Required work:
- 1) In the blog post on the public library, why does the writer call searching for books on a kindle narrow and restrictive? Answer in one to three sentences.
- 2) In the blog post on the public library, in what year was The Handmaid's Tale published?
- 3) Continue the blog post on the public library from its last sentence.

Text segment:
+ + + + +
Sunday, June 24, 2012

The freedom of a public library

My current haul*
Joining the public library was, for me, a matter of financial constraints.  I really wanted to read the kind of books I cannot afford and cannot find in my university’s libraries.  So I trundled off with Zam that rainy Friday, and as I have detailed, it has been a real adventure (or a peri-urban adventure at any rate). 
But aside from the new experiences it has brought me before I even walked through its doors, the library itself has been a revelation.  For all the fun it is to browse in the university library, a book shop or on my kindle, I have to prioritise and decide to take only what is immediately relevant to what I study and do.  Every book I buy (or take out) must be strictly accounted for because every one is an investment of sorts that must give me finite returns in knowledge.  In addition, each of them has their drawbacks.

A book shop can only stock what it knows it is most likely to sell.  This means that certain popular series, new books and a limited selection of classics and older books that continue to sell well can be stocked.  A University library can only buy what it thinks will be relevant to serious study.  Sometimes that includes some popular fiction or science, but not often.  Searching for books on a kindle, like searching for information on the internet, is one of the most narrow and restrictive book-selecting devices.  When you search for a book, it will bring up that book, and a few recommendations that relate to that author, series or topic.  You cannot be distracted by something else from a different field of interest altogether as you can when wandering in a book store or library.  Anyway, I like to think I do not have generic buying habits, even within a genre, which is what you must ape if you browse books by category in Amazon. 

A public library, by contrast, is the accumulation of decades of government spending and the tastes of individual librarians that have been bought to cater to the many members of the public.  I only have the books for two weeks and I can return what I don’t like, savour what I do and return them.  Being able to dabble and browse without financial or category constraints is a really liberating sensation.  I feel like I have burnt my intellectual bra.

Knowing that I am one in a long line of people who will take it out a book is another benefit of reading a library book.  I have recently read editions of books that were brought out very soon after the original publication date.  The older is Margaret Atwood’s The Handmaid’s Tale, set in a post-feminist USA where everyone lives according to someone’s twisted version of Genesis.  This fascinating and disturbing tale was published in 1985.  When I paged to the back and looked at all the old date stamps, I could not help wondering what the citizens of Pretoria made of this futuristic, puritanical state that enforces serious censorship rules when they read it during the dying, violent years of apartheid.
+ + + + +
Extracted material:

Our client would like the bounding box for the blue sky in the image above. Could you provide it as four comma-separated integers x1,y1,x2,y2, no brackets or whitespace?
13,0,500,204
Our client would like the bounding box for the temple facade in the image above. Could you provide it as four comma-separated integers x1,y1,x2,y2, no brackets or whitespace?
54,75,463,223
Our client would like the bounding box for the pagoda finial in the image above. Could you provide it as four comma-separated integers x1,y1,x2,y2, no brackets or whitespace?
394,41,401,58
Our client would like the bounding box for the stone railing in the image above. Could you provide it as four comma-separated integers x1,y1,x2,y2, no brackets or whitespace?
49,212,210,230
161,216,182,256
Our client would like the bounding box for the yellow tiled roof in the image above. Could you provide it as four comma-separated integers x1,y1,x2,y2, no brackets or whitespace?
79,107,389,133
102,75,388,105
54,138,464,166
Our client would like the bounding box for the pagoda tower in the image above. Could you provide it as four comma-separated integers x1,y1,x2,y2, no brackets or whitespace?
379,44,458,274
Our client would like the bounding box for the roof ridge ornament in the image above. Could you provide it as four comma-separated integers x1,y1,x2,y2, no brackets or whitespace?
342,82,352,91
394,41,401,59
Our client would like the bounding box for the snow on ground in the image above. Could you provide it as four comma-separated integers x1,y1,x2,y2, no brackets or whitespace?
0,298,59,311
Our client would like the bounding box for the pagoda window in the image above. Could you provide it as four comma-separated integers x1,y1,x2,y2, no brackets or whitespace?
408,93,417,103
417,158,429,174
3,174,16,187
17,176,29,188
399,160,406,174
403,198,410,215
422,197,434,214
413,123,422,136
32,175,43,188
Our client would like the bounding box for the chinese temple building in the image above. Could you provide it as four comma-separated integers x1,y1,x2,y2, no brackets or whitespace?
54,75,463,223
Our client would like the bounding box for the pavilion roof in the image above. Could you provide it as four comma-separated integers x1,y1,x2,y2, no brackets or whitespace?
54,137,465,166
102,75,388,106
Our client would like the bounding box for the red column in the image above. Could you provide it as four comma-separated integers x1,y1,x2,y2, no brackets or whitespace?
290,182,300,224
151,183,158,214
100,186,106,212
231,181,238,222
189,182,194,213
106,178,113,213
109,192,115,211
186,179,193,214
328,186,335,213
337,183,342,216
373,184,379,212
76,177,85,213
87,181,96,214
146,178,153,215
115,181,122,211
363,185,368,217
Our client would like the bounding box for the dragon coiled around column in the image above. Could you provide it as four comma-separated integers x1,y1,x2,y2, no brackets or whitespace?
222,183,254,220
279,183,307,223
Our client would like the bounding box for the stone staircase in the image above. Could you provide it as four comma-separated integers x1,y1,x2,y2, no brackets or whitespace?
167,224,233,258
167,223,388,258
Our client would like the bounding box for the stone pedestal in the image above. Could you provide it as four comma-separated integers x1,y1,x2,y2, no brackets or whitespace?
+ + + + +
Exercise responses:
- 1) A kindle search brings up only the book you searched for and a few recommendations tied to that author, series or topic. You cannot come across something from a completely different field the way you can while wandering in a book store or library.

- 2) 1985.

- 3)
The other book contained Ursula Le Guin’s Earthsea trilogy.  This is what is now called a “young adult” fantasy, but it is written in such wise, philosophical prose that I don’t know if I would have been able to appreciate it fully had I read it as a teenager.  I loved it even more for that reason: she assumes that her teenage readership wants to be challenged.  The edition I had read had been rebound in hardcover from so many readings, and it had a slightly unsettling, brightly coloured picture of the wizard hero, Sparrowhawk on the cover.  The pages were yellowy-orange in colour and the texture was slightly grainy from age.  Knowing that many teenagers and older people like myself have read this book gives me more faith in the human race.  I have for years been an avid fan of Philip Pullman’s Dark Materials trilogy as it is also intelligent, wildly imaginative and thought-provoking, and I am also a recent fan of Neil Gaiman.  This trilogy is still streets ahead.  These books are also older, however, and while good books stores will still stock Neil Gaiman and the Dark Materials trilogy, they seldom stock Ursula Le Guin.  It is up to the libraries to continue the tradition.

So go forth and have an adventure at (or near) your nearest public library.  They lurk everywhere there...

*From left to right: Steven Pinker's The Stuff of Thought, Gaston LeRoux's Phantom of the Opera, Eric Schlosser's Fast Food Nation, Michael Ondaatjie's Handwriting and Jonathan Franzen's The Corrections.